▶ [SELECTION]:
— Begin —
# Explaining what a neural network is learning

In more traditional statistical learning methods, such as logistic regression, the coefficients on the pre-selected features can be interpreted as increasing or decreasing the log-odds of success. For example, say we want to use logistic regression with a single predictor variable studying_hours to predict whether a student will pass the exam. We can estimate the parameters in the model:

$log(Y) = \beta_0 + \beta_1$studying_hours

where $Y = 1$ if the student passes the exam and $Y = 0$ otherwise, and

studying_hours is a variable with values 1, 2, ..., 100 hours.

We can say that a one-unit increase (a one hour increase) in the number of hours studying for the exam increases the log-odds of passing the exam by $\beta_1$.

It stands to reason that we should be able to make a similar argument when the features are learned instead of pre-selected. But then we would need to understand exactly what the learned feature is. In my example above, instead of pre-selecting studying_hours to be the feature we want to use to predict whether a student passes the course, we would learn some informative feature instead.

I've heard of Hinton diagrams, and of visualizing the feature map for CNNs, but I don't think either of those techniques really works here. A Hinton diagram would just tell me the magnitude and sign of the weights. A feature map would not really be informative. I don't expect to understand what all of the features are, because the whole point is that the algorithm can do a better job of learning features than I can do designing features. But even so, at least some of the features should be human-intepretable, like a 'straight line detector' in a CNN.

How can we interpret the features being learned by a multilayer perceptron for logistic regression?

Not really sure what to tag here, so please, if there's an edit you would recommend, go ahead!

EDIT

This is my attempt at starting an answer, but clarification/other opinions would be appreciated.
— End —
▶ [EXERCISE INSTRUCTIONS]:
**A.** From the post on interpreting neural network features, copy the passage starting with "I've heard of" and going on through "for logistic regression?".
**B.** Answer these questions using the post on interpreting neural network features:
(i) What single predictor variable does the logistic regression example use?
(ii) What would a Hinton diagram show, according to the post?
(iii) What example of a human-interpretable feature in a CNN does the post give?

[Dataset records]
— Begin —
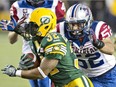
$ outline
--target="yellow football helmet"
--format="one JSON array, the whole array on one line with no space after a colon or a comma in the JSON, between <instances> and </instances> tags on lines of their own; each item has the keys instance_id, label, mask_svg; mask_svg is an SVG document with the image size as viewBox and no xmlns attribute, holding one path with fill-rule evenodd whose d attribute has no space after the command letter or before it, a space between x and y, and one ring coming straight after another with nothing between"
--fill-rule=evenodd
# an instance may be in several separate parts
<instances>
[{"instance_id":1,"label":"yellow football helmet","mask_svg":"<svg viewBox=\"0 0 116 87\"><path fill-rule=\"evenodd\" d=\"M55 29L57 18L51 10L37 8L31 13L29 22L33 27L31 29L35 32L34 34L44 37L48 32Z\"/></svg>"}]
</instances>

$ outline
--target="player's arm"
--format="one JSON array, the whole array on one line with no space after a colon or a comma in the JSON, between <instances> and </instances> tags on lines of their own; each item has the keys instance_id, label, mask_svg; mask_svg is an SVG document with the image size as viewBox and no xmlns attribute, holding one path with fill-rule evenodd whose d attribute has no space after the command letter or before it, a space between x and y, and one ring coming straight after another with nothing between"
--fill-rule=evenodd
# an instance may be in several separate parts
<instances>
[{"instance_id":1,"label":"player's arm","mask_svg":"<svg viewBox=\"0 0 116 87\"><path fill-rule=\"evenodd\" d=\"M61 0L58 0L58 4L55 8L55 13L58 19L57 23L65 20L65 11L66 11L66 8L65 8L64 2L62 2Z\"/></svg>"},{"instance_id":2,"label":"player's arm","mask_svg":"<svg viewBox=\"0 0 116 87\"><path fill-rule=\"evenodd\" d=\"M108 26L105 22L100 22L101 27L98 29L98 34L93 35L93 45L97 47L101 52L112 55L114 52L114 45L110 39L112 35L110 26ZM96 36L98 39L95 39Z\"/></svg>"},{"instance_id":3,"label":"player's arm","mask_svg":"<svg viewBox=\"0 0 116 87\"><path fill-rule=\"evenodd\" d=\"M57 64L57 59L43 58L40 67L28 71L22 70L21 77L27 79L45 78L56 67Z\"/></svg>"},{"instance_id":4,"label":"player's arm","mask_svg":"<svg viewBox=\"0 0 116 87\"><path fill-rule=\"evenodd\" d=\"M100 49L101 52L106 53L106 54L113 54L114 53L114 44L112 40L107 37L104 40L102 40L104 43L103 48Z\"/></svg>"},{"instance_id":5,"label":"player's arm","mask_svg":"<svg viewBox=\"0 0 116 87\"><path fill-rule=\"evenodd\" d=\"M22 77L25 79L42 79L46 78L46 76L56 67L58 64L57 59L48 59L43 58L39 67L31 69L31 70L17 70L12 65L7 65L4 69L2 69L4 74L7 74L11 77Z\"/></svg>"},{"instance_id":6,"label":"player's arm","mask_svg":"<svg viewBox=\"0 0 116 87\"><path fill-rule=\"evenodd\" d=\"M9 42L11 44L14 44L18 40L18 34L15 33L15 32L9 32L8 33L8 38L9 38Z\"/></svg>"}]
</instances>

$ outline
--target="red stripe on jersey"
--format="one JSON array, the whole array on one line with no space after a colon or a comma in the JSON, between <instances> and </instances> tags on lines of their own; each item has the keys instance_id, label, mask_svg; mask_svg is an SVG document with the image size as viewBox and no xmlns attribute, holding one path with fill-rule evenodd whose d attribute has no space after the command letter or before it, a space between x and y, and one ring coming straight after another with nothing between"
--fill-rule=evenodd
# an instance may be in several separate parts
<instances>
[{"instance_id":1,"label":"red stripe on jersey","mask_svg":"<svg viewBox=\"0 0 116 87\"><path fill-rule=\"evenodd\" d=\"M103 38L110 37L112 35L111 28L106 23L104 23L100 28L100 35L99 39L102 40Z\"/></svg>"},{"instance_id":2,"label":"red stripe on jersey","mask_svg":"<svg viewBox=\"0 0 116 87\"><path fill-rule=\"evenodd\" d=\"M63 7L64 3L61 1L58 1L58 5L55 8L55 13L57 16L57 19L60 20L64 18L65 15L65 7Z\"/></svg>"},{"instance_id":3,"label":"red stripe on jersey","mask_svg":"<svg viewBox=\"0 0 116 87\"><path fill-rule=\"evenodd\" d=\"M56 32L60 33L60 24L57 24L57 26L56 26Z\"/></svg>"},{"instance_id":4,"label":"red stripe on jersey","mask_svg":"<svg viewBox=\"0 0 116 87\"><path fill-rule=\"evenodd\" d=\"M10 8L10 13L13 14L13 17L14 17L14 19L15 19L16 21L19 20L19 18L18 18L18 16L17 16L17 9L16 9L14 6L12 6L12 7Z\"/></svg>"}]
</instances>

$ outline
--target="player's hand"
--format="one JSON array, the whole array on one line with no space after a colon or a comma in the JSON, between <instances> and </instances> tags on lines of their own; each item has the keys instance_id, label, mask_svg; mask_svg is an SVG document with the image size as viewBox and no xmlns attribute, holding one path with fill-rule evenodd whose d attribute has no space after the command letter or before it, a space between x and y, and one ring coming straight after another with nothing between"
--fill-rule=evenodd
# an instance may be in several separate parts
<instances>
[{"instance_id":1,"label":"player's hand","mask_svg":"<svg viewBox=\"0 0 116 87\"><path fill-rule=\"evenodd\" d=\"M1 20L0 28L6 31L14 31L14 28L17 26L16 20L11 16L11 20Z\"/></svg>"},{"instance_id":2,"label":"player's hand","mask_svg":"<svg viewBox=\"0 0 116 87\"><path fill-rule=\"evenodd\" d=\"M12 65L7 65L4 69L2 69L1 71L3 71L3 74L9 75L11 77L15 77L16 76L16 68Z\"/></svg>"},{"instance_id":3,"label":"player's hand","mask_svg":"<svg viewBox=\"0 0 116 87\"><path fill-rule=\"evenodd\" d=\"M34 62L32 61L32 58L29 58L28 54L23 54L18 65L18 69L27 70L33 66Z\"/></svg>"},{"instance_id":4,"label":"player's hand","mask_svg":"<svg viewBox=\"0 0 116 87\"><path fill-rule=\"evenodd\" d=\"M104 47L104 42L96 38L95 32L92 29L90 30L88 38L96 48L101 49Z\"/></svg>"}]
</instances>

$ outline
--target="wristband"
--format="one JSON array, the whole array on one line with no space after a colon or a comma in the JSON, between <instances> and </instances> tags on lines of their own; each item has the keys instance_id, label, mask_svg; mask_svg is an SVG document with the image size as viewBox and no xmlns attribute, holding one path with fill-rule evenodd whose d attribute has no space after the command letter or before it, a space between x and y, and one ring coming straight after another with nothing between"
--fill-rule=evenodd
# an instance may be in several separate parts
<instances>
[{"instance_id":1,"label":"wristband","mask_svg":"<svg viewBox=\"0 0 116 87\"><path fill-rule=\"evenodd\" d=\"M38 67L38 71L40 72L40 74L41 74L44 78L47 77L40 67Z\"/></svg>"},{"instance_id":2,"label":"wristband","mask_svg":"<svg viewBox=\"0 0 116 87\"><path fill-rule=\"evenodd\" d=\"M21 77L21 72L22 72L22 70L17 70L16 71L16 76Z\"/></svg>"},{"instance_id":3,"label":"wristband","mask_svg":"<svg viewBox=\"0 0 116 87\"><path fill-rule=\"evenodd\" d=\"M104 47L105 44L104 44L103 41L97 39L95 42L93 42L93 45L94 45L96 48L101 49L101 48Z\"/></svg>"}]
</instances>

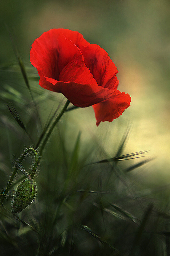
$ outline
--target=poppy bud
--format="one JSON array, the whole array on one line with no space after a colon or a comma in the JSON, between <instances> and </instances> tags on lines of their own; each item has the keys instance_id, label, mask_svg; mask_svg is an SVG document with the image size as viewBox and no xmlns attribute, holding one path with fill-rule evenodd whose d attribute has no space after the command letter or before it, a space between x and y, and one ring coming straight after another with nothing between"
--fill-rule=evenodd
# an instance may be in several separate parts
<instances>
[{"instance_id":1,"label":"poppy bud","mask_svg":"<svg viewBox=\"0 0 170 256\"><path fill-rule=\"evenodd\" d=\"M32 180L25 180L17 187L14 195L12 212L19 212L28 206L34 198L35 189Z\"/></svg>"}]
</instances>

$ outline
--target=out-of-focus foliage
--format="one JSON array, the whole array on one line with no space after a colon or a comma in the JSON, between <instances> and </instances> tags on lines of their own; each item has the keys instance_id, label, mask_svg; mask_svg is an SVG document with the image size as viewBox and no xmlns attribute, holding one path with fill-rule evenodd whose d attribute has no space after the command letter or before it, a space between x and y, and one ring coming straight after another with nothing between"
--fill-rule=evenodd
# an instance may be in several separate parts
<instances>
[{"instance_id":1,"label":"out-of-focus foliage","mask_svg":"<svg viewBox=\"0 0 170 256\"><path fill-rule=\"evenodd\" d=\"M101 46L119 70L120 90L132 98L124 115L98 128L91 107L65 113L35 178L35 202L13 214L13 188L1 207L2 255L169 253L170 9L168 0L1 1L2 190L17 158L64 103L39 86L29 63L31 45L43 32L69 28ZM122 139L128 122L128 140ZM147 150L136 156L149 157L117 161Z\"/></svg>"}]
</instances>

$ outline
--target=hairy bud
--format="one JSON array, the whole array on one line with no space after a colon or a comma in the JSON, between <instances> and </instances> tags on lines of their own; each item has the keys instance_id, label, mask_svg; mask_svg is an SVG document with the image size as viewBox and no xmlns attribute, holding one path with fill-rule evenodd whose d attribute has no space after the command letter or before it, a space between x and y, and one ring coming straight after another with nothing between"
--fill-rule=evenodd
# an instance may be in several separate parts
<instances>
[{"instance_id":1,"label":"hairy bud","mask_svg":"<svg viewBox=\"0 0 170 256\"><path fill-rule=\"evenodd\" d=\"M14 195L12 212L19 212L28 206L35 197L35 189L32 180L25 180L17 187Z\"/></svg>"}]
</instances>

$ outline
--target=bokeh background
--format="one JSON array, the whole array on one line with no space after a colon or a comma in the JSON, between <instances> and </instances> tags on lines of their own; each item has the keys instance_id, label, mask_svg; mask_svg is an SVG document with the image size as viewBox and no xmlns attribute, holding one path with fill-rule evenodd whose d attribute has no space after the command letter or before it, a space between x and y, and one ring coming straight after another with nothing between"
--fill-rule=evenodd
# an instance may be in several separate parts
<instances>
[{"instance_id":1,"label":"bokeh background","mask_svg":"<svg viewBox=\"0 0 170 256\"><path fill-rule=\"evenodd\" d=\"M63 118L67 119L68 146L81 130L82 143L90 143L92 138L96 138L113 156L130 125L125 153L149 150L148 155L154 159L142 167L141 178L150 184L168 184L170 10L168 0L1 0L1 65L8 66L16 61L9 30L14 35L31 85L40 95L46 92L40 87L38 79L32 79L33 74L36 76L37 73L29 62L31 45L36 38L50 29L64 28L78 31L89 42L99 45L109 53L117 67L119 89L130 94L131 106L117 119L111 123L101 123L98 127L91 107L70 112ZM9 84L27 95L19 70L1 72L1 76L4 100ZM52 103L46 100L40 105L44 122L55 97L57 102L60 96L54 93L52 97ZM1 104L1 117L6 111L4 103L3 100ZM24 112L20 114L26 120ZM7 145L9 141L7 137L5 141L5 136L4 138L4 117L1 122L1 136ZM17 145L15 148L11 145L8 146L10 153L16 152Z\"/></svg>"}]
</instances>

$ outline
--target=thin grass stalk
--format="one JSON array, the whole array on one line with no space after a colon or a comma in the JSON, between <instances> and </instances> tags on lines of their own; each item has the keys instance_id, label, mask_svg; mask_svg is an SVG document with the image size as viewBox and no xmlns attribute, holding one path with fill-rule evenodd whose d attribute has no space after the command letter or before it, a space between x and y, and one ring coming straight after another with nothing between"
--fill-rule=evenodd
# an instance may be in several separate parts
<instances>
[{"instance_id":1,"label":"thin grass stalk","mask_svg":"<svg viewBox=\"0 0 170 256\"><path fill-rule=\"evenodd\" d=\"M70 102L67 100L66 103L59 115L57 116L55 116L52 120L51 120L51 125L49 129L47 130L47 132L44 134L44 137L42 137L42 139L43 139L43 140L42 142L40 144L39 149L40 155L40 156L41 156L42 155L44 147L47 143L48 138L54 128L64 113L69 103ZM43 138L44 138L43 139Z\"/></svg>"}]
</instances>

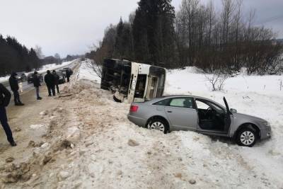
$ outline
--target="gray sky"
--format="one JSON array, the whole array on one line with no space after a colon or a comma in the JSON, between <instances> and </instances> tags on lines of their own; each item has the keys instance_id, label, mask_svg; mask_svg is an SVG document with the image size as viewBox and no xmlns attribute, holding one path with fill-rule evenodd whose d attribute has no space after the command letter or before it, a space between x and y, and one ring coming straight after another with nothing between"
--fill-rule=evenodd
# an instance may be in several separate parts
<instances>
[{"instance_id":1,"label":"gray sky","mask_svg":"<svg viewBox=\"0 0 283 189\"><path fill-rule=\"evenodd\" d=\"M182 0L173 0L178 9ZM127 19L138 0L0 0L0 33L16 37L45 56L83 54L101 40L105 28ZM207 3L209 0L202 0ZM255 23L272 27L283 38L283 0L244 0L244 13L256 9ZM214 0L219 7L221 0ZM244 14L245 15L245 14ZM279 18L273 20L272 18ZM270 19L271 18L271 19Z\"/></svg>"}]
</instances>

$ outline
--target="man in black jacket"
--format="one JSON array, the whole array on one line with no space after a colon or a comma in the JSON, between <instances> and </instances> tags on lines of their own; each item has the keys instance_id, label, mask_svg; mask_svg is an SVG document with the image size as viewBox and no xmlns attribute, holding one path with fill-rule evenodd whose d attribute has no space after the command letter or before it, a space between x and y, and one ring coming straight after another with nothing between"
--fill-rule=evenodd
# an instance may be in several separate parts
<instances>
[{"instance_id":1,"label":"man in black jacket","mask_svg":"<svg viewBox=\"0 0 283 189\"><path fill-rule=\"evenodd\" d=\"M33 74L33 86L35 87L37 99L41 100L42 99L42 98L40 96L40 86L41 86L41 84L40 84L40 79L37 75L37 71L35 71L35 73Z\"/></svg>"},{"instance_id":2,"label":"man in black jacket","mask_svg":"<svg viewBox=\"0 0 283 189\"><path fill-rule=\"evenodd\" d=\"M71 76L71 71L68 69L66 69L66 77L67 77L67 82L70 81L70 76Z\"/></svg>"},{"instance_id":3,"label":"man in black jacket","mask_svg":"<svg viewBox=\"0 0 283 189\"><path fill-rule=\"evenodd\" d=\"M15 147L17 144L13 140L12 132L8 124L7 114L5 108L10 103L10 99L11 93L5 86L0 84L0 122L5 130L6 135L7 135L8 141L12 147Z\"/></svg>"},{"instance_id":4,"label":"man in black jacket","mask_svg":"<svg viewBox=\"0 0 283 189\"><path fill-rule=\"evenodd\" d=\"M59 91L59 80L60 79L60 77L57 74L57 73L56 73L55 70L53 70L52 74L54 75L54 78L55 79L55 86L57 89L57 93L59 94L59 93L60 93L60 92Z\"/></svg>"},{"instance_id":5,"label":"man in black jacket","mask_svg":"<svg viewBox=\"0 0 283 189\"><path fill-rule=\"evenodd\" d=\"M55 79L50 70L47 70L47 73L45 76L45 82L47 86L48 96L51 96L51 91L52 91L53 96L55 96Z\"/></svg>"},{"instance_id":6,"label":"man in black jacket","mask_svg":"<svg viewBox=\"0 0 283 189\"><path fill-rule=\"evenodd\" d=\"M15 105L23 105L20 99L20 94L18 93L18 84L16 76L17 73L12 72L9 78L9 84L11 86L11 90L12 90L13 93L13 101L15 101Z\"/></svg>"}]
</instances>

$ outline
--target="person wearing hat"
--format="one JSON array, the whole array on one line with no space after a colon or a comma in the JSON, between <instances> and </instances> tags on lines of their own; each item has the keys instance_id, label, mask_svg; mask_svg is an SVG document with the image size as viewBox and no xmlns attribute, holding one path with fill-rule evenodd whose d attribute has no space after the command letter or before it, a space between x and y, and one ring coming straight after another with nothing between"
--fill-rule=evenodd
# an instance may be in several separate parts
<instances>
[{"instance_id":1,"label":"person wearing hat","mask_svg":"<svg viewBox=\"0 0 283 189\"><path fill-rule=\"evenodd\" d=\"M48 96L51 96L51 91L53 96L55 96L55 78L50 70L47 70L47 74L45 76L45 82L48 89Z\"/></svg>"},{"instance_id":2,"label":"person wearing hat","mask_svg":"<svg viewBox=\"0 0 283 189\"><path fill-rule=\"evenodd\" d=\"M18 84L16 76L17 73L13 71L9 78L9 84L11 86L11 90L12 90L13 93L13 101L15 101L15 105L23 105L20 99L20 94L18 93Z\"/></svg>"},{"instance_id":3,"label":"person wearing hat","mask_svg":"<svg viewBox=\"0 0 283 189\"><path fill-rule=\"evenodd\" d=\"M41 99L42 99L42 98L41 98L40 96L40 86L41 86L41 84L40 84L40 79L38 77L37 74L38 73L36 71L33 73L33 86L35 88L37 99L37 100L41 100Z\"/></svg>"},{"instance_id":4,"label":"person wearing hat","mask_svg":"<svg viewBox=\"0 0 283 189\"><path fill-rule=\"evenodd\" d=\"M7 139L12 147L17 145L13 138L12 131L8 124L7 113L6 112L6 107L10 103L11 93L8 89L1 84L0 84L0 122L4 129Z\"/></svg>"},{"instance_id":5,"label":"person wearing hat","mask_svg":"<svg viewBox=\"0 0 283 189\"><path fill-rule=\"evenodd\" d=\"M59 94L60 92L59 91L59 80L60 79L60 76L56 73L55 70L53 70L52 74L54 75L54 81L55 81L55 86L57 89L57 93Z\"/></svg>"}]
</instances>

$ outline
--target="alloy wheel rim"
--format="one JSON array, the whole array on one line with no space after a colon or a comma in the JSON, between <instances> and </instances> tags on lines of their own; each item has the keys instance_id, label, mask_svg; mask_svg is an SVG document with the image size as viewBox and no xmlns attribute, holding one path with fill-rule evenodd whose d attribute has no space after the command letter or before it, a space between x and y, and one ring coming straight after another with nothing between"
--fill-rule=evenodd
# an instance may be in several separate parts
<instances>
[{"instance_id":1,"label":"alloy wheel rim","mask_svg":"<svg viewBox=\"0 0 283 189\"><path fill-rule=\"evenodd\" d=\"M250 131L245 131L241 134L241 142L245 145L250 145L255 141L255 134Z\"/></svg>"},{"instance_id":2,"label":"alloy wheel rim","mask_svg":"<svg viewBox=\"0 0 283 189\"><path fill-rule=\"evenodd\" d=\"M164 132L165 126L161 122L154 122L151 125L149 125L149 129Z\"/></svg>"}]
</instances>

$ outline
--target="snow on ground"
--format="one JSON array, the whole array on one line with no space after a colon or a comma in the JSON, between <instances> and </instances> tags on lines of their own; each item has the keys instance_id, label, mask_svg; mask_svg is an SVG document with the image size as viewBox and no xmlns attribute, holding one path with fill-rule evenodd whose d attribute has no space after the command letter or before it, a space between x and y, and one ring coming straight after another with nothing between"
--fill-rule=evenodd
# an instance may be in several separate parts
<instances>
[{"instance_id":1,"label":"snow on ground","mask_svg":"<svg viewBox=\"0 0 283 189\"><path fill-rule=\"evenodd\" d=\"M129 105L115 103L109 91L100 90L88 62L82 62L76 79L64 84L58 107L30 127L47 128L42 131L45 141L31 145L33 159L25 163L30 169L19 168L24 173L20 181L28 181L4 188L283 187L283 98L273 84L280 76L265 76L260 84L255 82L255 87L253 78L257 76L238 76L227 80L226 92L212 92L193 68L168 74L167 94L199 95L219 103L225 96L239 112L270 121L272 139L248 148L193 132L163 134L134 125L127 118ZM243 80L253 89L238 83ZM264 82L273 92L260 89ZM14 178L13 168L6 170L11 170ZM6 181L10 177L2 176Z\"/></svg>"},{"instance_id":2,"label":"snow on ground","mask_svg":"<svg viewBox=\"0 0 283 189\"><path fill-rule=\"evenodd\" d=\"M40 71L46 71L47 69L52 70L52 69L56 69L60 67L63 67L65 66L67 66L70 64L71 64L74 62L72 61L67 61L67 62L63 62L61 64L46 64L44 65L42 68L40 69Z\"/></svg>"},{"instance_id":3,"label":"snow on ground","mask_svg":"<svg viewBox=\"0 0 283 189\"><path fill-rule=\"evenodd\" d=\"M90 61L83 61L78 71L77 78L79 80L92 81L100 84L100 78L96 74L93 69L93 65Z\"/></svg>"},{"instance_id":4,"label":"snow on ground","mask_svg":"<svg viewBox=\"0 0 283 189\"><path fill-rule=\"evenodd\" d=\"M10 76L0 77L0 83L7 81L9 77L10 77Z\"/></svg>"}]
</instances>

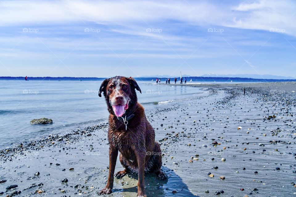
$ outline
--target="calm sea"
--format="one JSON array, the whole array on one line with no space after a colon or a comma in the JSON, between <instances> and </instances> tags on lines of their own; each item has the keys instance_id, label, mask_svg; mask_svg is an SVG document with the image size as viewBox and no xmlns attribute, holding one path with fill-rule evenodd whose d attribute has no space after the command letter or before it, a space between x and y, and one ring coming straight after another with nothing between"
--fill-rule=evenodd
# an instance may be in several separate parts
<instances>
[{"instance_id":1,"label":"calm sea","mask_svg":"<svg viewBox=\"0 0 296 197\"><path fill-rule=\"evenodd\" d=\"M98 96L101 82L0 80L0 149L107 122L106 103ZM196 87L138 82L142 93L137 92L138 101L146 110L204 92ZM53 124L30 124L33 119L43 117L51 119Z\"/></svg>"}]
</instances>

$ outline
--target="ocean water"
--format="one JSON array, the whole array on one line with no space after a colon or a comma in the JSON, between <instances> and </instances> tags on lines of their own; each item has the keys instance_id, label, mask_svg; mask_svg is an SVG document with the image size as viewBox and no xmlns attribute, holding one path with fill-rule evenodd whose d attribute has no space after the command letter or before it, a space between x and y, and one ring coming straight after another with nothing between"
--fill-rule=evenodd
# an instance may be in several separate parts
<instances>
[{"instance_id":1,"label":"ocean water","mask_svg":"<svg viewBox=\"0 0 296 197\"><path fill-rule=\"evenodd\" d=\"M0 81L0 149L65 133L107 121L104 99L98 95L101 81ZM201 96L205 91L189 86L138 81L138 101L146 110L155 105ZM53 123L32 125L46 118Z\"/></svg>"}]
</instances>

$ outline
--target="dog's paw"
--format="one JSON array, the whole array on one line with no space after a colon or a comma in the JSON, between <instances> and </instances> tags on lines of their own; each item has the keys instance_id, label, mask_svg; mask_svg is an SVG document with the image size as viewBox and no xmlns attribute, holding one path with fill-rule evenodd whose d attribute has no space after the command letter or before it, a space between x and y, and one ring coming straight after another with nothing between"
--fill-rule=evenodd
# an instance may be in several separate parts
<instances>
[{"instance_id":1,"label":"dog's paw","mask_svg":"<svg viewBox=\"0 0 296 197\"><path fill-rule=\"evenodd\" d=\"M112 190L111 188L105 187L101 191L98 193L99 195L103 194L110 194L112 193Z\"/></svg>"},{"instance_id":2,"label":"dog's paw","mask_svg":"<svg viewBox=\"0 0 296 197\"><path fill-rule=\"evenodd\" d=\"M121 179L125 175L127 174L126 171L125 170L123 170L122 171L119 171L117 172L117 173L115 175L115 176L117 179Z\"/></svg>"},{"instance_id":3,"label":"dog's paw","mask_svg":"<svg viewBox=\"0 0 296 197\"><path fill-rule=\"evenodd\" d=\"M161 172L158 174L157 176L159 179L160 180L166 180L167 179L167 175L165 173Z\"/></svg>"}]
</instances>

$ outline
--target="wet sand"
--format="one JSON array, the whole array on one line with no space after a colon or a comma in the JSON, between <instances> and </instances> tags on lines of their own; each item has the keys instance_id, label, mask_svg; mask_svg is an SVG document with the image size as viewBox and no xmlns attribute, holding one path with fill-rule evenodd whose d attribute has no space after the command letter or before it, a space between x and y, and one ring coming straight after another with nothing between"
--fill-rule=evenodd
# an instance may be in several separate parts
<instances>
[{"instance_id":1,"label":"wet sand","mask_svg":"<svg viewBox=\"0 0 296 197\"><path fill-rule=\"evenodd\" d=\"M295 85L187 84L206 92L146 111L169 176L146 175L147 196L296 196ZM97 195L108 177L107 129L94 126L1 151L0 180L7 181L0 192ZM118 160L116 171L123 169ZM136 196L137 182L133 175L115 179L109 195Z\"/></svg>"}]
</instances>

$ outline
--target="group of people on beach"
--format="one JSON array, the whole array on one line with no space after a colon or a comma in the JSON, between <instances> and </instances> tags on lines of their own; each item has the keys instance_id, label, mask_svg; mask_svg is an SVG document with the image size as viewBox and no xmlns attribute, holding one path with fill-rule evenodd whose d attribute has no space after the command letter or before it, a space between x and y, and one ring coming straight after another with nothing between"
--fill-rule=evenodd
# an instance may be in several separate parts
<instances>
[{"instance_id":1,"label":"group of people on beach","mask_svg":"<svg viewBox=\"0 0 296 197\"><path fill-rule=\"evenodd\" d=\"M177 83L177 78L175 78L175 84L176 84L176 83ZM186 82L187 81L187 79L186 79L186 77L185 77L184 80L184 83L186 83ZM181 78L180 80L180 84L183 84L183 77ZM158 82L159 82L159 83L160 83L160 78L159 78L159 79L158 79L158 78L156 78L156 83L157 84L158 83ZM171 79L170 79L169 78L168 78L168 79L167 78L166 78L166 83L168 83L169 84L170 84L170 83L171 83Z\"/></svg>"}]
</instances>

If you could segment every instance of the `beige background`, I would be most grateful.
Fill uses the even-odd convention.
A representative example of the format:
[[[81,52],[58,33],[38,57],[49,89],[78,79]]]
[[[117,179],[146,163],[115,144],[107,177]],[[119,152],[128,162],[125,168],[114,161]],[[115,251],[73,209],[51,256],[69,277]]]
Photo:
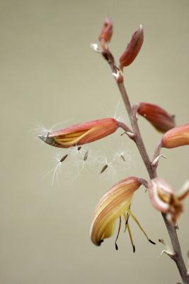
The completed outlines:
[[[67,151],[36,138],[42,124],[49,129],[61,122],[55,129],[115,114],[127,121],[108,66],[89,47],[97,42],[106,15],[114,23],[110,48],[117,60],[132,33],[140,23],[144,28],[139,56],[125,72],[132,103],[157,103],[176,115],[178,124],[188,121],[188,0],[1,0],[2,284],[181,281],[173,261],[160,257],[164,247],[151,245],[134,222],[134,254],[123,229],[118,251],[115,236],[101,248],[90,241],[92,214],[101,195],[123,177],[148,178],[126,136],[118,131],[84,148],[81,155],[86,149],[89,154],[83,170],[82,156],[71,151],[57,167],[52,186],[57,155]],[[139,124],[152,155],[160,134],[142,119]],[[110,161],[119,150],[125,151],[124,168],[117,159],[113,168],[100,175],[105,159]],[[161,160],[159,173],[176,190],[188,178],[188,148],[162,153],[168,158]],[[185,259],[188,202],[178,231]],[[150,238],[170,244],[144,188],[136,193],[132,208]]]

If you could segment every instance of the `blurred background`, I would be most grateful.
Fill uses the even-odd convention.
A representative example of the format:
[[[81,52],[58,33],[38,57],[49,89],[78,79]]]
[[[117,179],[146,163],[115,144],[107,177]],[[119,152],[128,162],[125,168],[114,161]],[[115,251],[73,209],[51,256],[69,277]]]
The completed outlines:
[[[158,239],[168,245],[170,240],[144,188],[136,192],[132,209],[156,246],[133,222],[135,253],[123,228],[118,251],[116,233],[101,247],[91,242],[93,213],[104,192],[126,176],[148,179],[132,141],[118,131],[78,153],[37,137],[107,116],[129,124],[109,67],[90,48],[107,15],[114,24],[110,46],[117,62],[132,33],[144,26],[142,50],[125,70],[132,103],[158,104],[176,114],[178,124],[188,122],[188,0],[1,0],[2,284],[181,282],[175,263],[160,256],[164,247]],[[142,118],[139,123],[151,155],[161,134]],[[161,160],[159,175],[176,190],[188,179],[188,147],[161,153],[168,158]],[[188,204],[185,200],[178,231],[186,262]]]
— End —
▶ [EXERCISE SOLUTIONS]:
**A.**
I've heard of Hinton diagrams, and of visualizing the feature map for CNNs, but I don't think either of those techniques really works here. A Hinton diagram would just tell me the magnitude and sign of the weights. A feature map would not really be informative. I don't expect to understand what all of the features are, because the whole point is that the algorithm can do a better job of learning features than I can do designing features. But even so, at least some of the features should be human-intepretable, like a 'straight line detector' in a CNN.

How can we interpret the features being learned by a multilayer perceptron for logistic regression?

**B.**
(i) studying_hours
(ii) The magnitude and sign of the weights
(iii) A 'straight line detector'